• **GOAL**
Starting with the row that contains "Can you see the map" and going on through the last row below, write each row out again, requests included. Multiply every point coordinate in the answers by 0.55 and round it to a whole number, with halves rounding up, and return only those rows.
════════════════════
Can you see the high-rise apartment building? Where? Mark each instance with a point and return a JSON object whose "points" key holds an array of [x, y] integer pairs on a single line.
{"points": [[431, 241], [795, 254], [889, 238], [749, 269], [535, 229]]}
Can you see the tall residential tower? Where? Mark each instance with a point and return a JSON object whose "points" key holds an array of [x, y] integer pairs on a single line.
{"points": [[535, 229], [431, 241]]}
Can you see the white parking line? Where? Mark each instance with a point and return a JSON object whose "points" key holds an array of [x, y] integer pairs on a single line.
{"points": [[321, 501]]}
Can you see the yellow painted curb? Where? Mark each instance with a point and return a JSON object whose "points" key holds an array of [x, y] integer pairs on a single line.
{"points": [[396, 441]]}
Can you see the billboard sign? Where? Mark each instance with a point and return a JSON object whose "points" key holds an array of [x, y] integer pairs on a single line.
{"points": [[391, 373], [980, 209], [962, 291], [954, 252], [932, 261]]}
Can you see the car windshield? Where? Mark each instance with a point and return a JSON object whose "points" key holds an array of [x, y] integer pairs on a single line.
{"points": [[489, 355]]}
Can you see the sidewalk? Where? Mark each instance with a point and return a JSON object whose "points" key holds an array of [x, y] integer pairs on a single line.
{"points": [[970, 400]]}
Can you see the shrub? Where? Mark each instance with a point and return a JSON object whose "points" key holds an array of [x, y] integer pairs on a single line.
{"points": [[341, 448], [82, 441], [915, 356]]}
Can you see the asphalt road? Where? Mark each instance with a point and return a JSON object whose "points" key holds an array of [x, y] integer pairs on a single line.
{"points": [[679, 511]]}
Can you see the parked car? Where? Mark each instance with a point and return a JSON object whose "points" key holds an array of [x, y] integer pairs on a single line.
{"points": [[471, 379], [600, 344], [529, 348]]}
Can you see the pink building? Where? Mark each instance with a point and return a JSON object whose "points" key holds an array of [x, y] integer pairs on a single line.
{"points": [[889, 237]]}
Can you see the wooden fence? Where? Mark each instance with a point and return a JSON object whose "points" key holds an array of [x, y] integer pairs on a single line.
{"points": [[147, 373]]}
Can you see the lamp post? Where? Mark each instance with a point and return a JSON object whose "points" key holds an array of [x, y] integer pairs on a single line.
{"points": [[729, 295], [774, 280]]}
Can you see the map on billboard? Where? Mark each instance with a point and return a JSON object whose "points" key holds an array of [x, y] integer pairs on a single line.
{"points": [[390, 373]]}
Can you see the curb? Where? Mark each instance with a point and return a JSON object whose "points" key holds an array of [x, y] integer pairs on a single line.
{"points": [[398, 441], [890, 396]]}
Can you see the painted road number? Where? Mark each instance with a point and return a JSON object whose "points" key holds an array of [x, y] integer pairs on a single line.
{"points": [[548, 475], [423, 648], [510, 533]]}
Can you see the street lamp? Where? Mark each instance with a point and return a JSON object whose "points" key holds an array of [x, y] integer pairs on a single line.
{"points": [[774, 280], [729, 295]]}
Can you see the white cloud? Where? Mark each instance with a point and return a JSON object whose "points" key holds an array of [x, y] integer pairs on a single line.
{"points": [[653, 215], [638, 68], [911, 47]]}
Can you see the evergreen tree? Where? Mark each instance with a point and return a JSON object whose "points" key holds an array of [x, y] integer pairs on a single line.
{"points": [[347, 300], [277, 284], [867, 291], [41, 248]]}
════════════════════
• **CORRECT RESULT**
Can you see the map on billboard? Where? Mark each instance with a point and return a JSON object whose "points" key holds an array of [x, y] integer pairs on a single line.
{"points": [[215, 205]]}
Can you see the curb? Where? Mark each instance with a point and return a JSON object whose "points" key holds an array of [x, y] integer pairs on a single line.
{"points": [[219, 243], [490, 218]]}
Can you see the painted road number? Where? Mark each instance with a point and return a JSON object whose "points" key holds an array of [x, y] integer pairs on a single line.
{"points": [[301, 261], [233, 356], [281, 293]]}
Can you see the street lamp? Where? Mark each instance with a point and return a JSON object whose "points" key holds an array of [x, y] integer pairs on a single line.
{"points": [[426, 154], [401, 162]]}
Can you see the white cloud? Where? Mark each instance with a point and return a JSON object whose "points" key holds an array of [x, y] integer pairs on a single line.
{"points": [[359, 118], [351, 37], [501, 26]]}
Can you see the evergreen tree? Where? Mark each instance with a point and return a JSON object whose "points" key holds an array of [x, y] integer pairs on a single line.
{"points": [[191, 165], [152, 156], [477, 160], [23, 136]]}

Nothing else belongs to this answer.